■ **Written instruction**: Copy every one of the rows below verbatim, without changing a single character.

■ **Recorded data**:
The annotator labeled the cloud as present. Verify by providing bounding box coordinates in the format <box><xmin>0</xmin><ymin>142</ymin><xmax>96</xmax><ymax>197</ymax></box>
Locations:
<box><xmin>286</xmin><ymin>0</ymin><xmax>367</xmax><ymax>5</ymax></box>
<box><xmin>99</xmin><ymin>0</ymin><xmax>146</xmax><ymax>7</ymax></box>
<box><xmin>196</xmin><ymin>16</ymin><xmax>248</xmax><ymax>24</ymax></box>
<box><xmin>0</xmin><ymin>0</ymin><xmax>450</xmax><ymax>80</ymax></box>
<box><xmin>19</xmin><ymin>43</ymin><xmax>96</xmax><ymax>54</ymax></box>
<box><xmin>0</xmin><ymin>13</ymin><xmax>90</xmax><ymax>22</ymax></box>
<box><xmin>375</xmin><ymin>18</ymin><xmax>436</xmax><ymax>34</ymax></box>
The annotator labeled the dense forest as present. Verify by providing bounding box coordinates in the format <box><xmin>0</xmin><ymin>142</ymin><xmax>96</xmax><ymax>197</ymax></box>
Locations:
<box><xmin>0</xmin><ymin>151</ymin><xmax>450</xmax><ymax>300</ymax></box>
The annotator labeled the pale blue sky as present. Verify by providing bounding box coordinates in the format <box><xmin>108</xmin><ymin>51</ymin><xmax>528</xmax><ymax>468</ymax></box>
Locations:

■ **Worked solution**:
The annotator labeled the cloud as present. Verify by providing bounding box coordinates in the format <box><xmin>0</xmin><ymin>142</ymin><xmax>96</xmax><ymax>197</ymax></box>
Locations:
<box><xmin>286</xmin><ymin>0</ymin><xmax>367</xmax><ymax>5</ymax></box>
<box><xmin>99</xmin><ymin>0</ymin><xmax>146</xmax><ymax>7</ymax></box>
<box><xmin>196</xmin><ymin>16</ymin><xmax>248</xmax><ymax>24</ymax></box>
<box><xmin>0</xmin><ymin>0</ymin><xmax>450</xmax><ymax>80</ymax></box>
<box><xmin>19</xmin><ymin>43</ymin><xmax>96</xmax><ymax>54</ymax></box>
<box><xmin>0</xmin><ymin>13</ymin><xmax>90</xmax><ymax>22</ymax></box>
<box><xmin>375</xmin><ymin>18</ymin><xmax>436</xmax><ymax>34</ymax></box>
The annotator labeled the dense forest as present. Verify by providing bounding box coordinates in the format <box><xmin>0</xmin><ymin>142</ymin><xmax>96</xmax><ymax>197</ymax></box>
Locations:
<box><xmin>0</xmin><ymin>151</ymin><xmax>450</xmax><ymax>300</ymax></box>
The annotator labeled the pale blue sky as present. Verify by providing bounding box coordinates in the format <box><xmin>108</xmin><ymin>51</ymin><xmax>528</xmax><ymax>468</ymax></box>
Locations:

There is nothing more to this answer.